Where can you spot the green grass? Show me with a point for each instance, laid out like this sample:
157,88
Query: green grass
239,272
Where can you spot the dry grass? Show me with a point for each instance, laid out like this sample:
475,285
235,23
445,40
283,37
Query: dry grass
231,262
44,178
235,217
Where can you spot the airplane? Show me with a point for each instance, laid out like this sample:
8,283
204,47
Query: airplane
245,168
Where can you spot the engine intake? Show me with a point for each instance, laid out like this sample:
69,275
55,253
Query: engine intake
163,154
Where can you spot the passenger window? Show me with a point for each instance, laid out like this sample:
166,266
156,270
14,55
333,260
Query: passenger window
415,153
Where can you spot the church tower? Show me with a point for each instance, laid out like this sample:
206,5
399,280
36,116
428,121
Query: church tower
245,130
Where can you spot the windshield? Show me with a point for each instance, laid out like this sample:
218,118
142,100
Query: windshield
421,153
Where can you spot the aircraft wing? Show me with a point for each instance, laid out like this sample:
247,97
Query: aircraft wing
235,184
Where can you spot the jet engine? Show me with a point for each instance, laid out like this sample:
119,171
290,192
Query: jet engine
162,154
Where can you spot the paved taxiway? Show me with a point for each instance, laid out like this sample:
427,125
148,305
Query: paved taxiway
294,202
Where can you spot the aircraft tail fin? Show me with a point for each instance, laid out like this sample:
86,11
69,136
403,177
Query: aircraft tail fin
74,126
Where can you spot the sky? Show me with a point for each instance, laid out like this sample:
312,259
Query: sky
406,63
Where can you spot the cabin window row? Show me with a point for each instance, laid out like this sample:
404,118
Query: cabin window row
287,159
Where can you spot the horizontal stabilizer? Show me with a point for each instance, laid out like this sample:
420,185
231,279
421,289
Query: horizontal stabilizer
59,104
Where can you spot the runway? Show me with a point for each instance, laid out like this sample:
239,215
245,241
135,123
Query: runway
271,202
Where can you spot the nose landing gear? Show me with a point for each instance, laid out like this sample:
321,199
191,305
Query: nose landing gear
++++++
• _Your goal_
Return, unchanged and in order, the lines starting with the one that contains "Where can you spot the horizontal" and going on through the final line of the rows, both ends included.

• _Result of the exercise_
Where can you spot the horizontal stabilizer? Show me with a point for each instance, laid out like this sample:
420,185
231,279
421,289
Query: horizontal stabilizer
59,104
Where can you spot the runway? Show me with a point for each instance, laid out like this sample:
239,215
245,241
135,123
Query: runway
271,202
Where can you spot the nose landing gear? Show me with a point for each instance, laid out like this sample:
321,199
191,305
Query: nose landing gear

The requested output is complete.